== RECORDS FOR THIS TASK ==
----

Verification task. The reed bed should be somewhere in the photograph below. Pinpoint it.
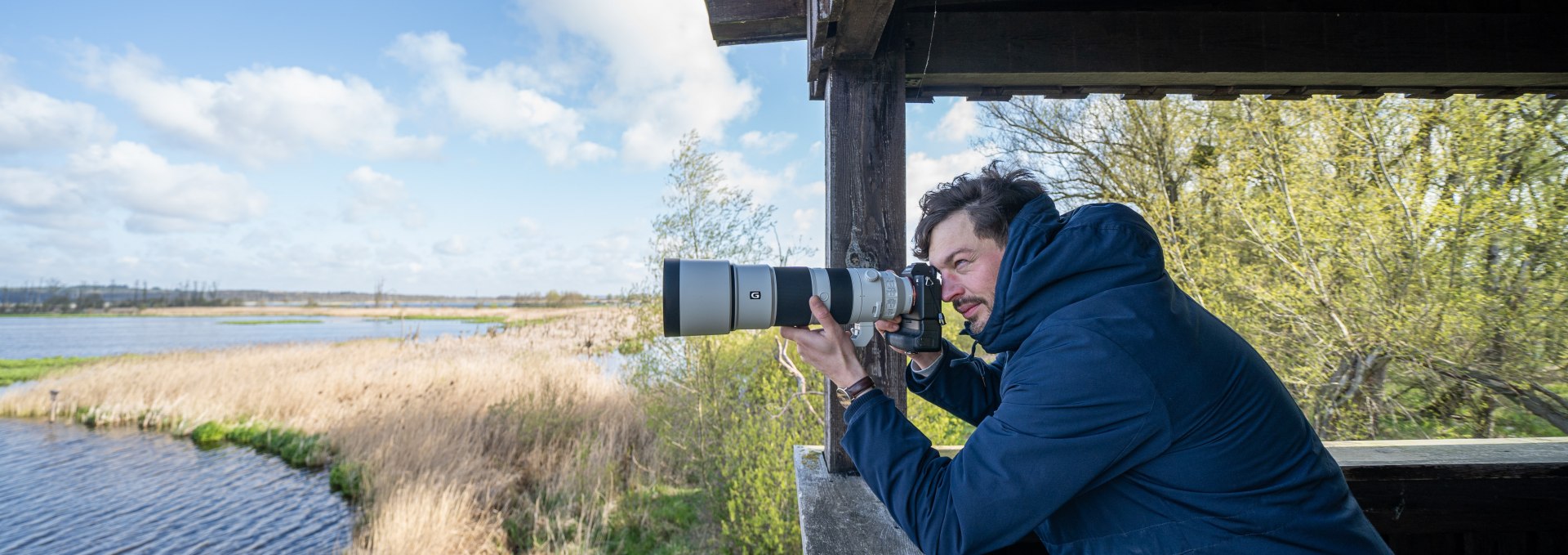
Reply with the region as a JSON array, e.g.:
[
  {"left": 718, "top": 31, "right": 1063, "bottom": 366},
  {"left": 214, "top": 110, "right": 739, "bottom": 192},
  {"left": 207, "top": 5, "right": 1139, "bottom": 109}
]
[{"left": 0, "top": 309, "right": 649, "bottom": 553}]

----

== EXERCISE AIM ==
Print the material above line for line without any changes, but leave out the pictures.

== CORRECT RESPONSE ==
Verification task. The reed bed should be somewhere in the photograph below. Pinpoint it.
Reply with the region as a JSON array, e.g.:
[
  {"left": 718, "top": 31, "right": 1063, "bottom": 366},
  {"left": 214, "top": 110, "right": 739, "bottom": 192},
  {"left": 207, "top": 5, "right": 1139, "bottom": 109}
]
[{"left": 0, "top": 309, "right": 649, "bottom": 553}]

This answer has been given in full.